DIRECTIONS FOR THIS TASK: Each line of data below must be printed exactly as written, with any pictures removed.
--- --- ---
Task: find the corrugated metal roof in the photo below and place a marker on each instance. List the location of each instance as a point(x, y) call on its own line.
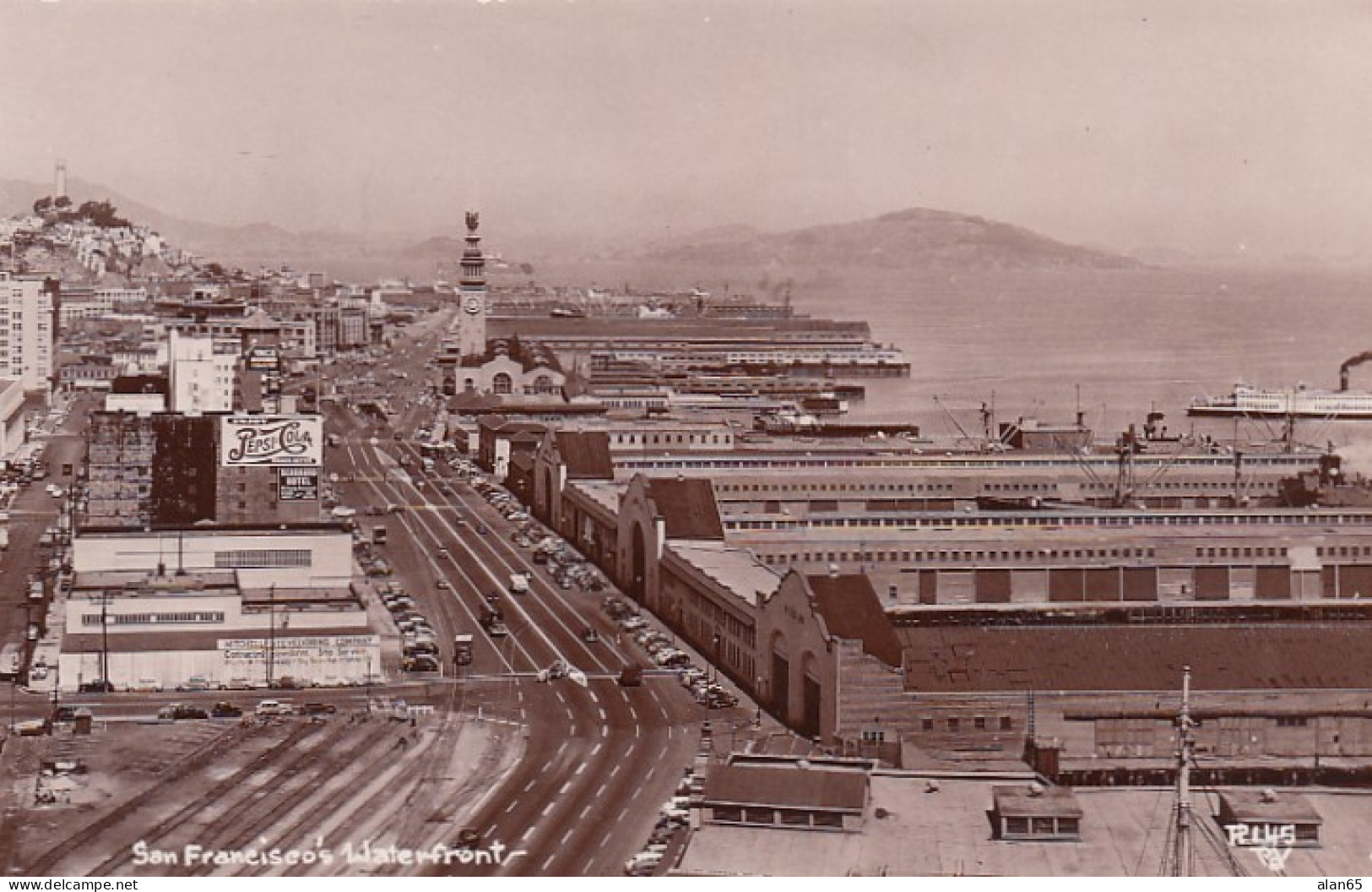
point(1137, 658)
point(586, 454)
point(687, 507)
point(786, 786)
point(852, 611)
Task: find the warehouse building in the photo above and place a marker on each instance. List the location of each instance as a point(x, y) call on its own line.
point(215, 608)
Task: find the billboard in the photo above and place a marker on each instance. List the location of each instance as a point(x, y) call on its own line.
point(298, 485)
point(272, 441)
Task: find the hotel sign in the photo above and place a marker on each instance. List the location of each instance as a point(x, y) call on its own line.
point(272, 441)
point(298, 485)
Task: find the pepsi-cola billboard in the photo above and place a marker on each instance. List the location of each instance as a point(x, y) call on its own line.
point(272, 441)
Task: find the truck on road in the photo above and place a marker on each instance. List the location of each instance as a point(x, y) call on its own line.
point(463, 650)
point(493, 621)
point(11, 661)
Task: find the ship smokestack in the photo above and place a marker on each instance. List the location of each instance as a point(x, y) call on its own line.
point(1348, 364)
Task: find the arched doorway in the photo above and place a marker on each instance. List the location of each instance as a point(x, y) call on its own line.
point(638, 564)
point(781, 678)
point(545, 507)
point(811, 696)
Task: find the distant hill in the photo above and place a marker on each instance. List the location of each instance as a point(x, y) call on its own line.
point(915, 237)
point(212, 241)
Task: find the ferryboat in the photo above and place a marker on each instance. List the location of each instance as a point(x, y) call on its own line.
point(1295, 402)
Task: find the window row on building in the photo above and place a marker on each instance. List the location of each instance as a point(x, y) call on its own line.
point(153, 619)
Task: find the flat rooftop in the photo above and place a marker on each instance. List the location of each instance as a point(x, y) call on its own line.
point(948, 833)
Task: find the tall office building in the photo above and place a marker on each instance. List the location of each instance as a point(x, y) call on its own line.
point(28, 329)
point(202, 373)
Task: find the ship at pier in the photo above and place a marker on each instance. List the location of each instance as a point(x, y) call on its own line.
point(1293, 402)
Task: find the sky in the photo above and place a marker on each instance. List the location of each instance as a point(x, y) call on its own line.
point(1220, 127)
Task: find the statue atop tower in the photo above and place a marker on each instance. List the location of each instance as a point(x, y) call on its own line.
point(471, 292)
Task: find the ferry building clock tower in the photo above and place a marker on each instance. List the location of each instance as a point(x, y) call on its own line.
point(471, 294)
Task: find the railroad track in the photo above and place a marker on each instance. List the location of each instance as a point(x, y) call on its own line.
point(252, 817)
point(210, 799)
point(83, 837)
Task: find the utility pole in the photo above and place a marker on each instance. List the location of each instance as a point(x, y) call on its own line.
point(1181, 847)
point(105, 639)
point(270, 639)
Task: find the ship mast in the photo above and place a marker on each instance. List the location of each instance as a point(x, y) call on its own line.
point(1185, 745)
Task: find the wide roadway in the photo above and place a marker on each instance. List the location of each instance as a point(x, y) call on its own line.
point(601, 759)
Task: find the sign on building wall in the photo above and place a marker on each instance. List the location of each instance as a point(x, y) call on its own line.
point(298, 485)
point(272, 441)
point(305, 656)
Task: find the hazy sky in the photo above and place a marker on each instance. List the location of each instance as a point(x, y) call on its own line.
point(1198, 125)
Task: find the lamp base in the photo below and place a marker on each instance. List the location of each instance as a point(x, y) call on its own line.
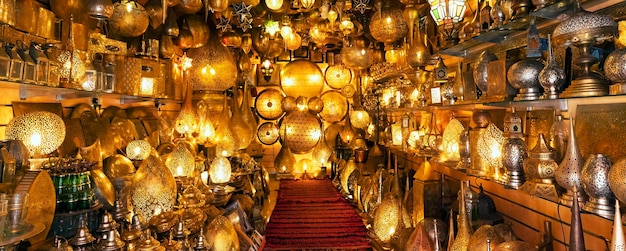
point(603, 207)
point(543, 190)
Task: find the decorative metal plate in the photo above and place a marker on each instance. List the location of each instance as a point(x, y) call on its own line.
point(600, 129)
--- --- ---
WRITTEN ANSWER:
Task: find the corrugated metal roof in the photo below and place a marker on each instance. List the location of each instance as a point(x, y) call on its own line.
point(1137, 658)
point(586, 454)
point(687, 507)
point(786, 786)
point(852, 611)
Task: find the warehouse building in the photo above and place a marker on each instance. List the location of each instance as a point(x, y) call on its own line.
point(215, 608)
Task: find the billboard in the photo above and place a marker on each instance. List the location of each instance as a point(x, y) call on its own line.
point(298, 485)
point(272, 441)
Task: find the hotel sign in the photo above and place a marker on each instance. List the location of each instance as a point(x, y) call on its own line.
point(272, 441)
point(298, 485)
Task: find the pepsi-cola billboard in the photo above and place a marker on each instance. List the location of each instance as a point(x, y) call on its own line.
point(272, 441)
Task: find the truck on road in the photo above and place a marker on each instance. List the location of each instance as a point(x, y) call on its own line.
point(463, 650)
point(493, 621)
point(11, 661)
Task: find the ship smokestack in the photo above and place a marker on each instance. List the location of each instance as a point(x, y) call on its own line.
point(1348, 364)
Task: find the arched doorway in the photo above and place a marker on each instance. List the location of each instance as a point(x, y) call on its own line.
point(638, 564)
point(781, 678)
point(545, 507)
point(811, 696)
Task: find the distant hill in the photo above and place a marker on each instance. List the location of each instance as a point(x, y) call on its own line.
point(915, 237)
point(212, 241)
Task: find the ferryboat in the photo above and place a marker on each instance. List the location of each instance as a point(x, y) call on its own line.
point(1295, 402)
Task: find the window row on building in the photo above and place a marker on each instance. List the location of each instance as a point(x, y) call on its own line.
point(153, 619)
Task: find the flat rooftop in the photo above and place a marker on each instance. List the location of each instance as a point(x, y) call on its own line.
point(948, 833)
Task: find the tall office building in the photo above and place a marker on each instance. List the location of each instance as a point(x, y) call on its own line.
point(28, 329)
point(202, 373)
Task: find the ship at pier in the photo above and place a marker on each instance. List the location of each instance as a point(x, y) call on its own line.
point(1293, 402)
Task: find the sky in the photo above and place a marker on each instance. List the location of each instance as a point(x, y) call on its own line.
point(1220, 127)
Task: find the statue atop tower in the photo above and place a marker on each instance. List the location of each instance as a point(x, y) call on its own line.
point(471, 292)
Task: find the ferry building clock tower in the photo above and place a marker on each instance. List the location of each instance as a point(x, y) call on its own line.
point(471, 294)
Task: find the railroad track in the photo above and place a marker on each instance. List the location of each instance as a point(x, y) call on its own line.
point(252, 817)
point(210, 799)
point(83, 837)
Task: find the utility pole in the photo above and place a marker on each instance. List the location of each instance as a point(x, y) call on its own line.
point(1181, 847)
point(105, 639)
point(270, 639)
Task: find the ship mast in the photo above and place a marker on each instance. List the location of each instance as a point(x, y) call on its own line.
point(1185, 745)
Task: find the wide roadway in the photo above and place a marker on each instance. List the location of each instance as a point(x, y) call on its own line.
point(601, 759)
Task: find the sign on building wall in the photo above and place a marker on each instance. List the location of each instance as a point(x, y) call on its own line.
point(298, 485)
point(272, 441)
point(305, 656)
Task: find the hazy sky in the photo above and place a marker on each instance. List the location of each instance as a point(x, y) call on its own line.
point(1198, 125)
Task: find the lamp base in the photo below and place a marker on each instance. List the location of each instance as a point(x, y) call on its own line.
point(603, 207)
point(543, 190)
Task: find the decorative metal plate in the photo above and place a marker on each instance. List the location of each instance as a point(x, y) call on its own line.
point(600, 129)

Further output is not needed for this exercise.